_The problem_
Set the listing down again in full, word for word, with the pictures left out.

_Source records_

□ □ □

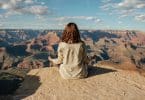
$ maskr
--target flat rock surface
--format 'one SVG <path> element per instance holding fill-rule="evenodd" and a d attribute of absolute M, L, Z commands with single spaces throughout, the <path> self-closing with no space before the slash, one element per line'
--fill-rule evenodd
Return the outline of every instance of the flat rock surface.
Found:
<path fill-rule="evenodd" d="M 31 70 L 15 100 L 144 100 L 145 77 L 108 66 L 89 68 L 85 79 L 64 80 L 57 67 Z"/>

□ □ □

_Result of this task_
$ maskr
--target flat rock surface
--format 'one SVG <path> element per instance holding fill-rule="evenodd" and a d attribute of absolute M, L, Z commands with single spaces throughout, the <path> self-closing with no space before the slash, one element per line'
--fill-rule evenodd
Return the outline of every instance of the flat rock surface.
Found:
<path fill-rule="evenodd" d="M 31 70 L 15 100 L 144 100 L 145 77 L 108 66 L 89 68 L 85 79 L 64 80 L 57 67 Z"/>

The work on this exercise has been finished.